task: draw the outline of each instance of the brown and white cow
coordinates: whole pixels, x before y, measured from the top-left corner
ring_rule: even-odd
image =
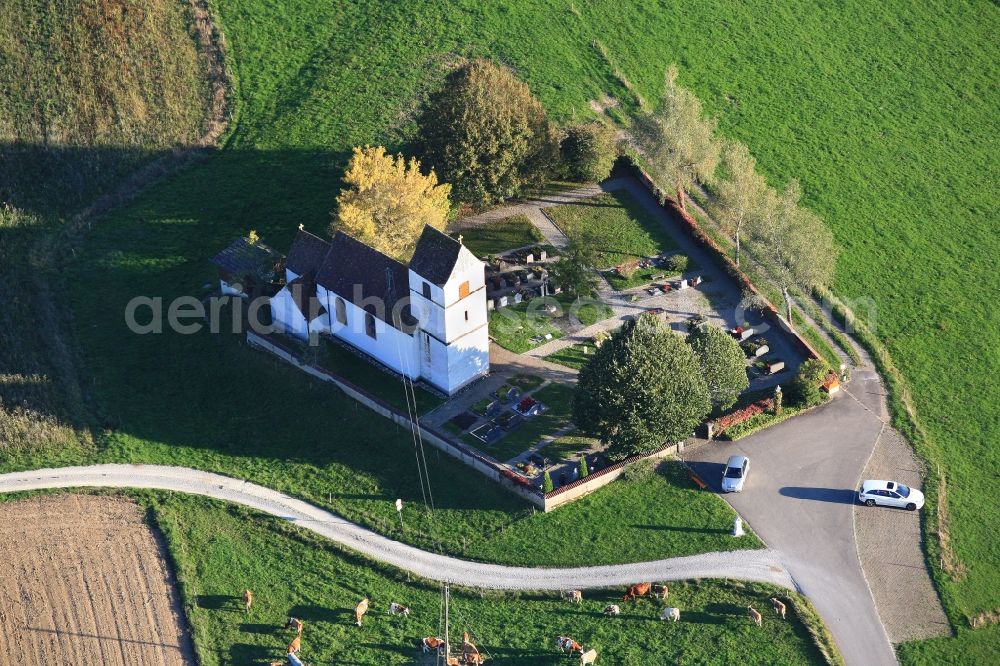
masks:
[[[430,652],[431,650],[437,652],[444,649],[444,639],[437,636],[427,636],[420,641],[420,646],[424,649],[424,652]]]
[[[587,666],[597,661],[597,650],[590,649],[580,655],[580,666]]]
[[[621,615],[622,609],[618,604],[608,604],[604,607],[604,614],[609,616]]]
[[[297,617],[290,617],[290,618],[288,618],[288,622],[285,624],[285,628],[286,629],[291,629],[292,631],[294,631],[295,633],[297,633],[299,636],[302,635],[302,628],[304,626],[305,625],[303,625],[302,620],[300,620]]]
[[[774,609],[776,615],[780,615],[781,619],[785,619],[785,611],[787,610],[783,601],[777,597],[771,597],[771,608]]]
[[[651,593],[657,599],[666,599],[670,596],[670,588],[666,585],[654,585],[651,589]]]
[[[556,636],[556,647],[562,652],[569,653],[571,656],[574,652],[583,653],[583,646],[569,636]]]
[[[354,623],[359,627],[361,626],[361,618],[365,616],[368,612],[368,599],[362,599],[358,602],[358,605],[354,607]]]
[[[570,603],[578,604],[583,601],[583,592],[580,590],[565,590],[562,593],[562,597]]]
[[[409,615],[410,609],[403,604],[397,604],[395,601],[389,604],[389,615]]]
[[[253,592],[250,590],[243,590],[243,607],[247,610],[247,615],[250,614],[250,607],[253,606]]]
[[[753,620],[753,623],[756,624],[758,627],[761,625],[761,622],[764,619],[761,616],[760,611],[754,608],[753,606],[747,606],[747,615],[750,616],[750,619]]]
[[[295,654],[302,649],[302,636],[296,636],[292,639],[292,642],[288,644],[288,654]]]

..............................

Restate every line above exactly, omitting images.

* RESULT BELOW *
task: draw the outline of each instance of the brown and white cow
coordinates: whole pixels, x before y, measured from the top-left corner
ring_rule: even-odd
image =
masks:
[[[430,652],[431,650],[437,652],[444,649],[444,639],[437,636],[427,636],[420,641],[420,646],[424,649],[424,652]]]
[[[587,666],[597,661],[597,650],[590,649],[580,655],[580,666]]]
[[[621,615],[622,609],[618,604],[608,604],[604,607],[604,614],[609,616]]]
[[[297,617],[290,617],[290,618],[288,618],[288,622],[285,624],[285,628],[286,629],[291,629],[292,631],[294,631],[295,633],[297,633],[299,636],[302,635],[302,628],[304,626],[305,625],[303,625],[302,620],[300,620]]]
[[[774,609],[776,615],[780,615],[781,619],[785,619],[785,611],[787,610],[783,601],[777,597],[771,597],[771,608]]]
[[[651,593],[657,599],[666,599],[670,596],[670,588],[666,585],[654,585],[651,589]]]
[[[556,636],[556,647],[562,652],[569,653],[571,656],[574,652],[583,653],[583,646],[569,636]]]
[[[354,623],[359,627],[361,626],[361,618],[365,616],[368,612],[368,599],[362,599],[358,602],[358,605],[354,607]]]
[[[570,603],[578,604],[583,601],[583,592],[580,590],[565,590],[562,593],[562,597]]]
[[[409,615],[410,609],[403,604],[397,604],[395,601],[389,604],[389,615]]]
[[[253,592],[250,590],[243,590],[243,607],[247,610],[247,615],[250,614],[250,607],[253,606]]]
[[[753,620],[753,623],[756,624],[758,627],[761,625],[761,622],[764,619],[761,616],[760,611],[754,608],[753,606],[747,606],[747,615],[750,616],[750,619]]]
[[[295,654],[302,649],[302,636],[296,636],[292,639],[292,642],[288,644],[288,654]]]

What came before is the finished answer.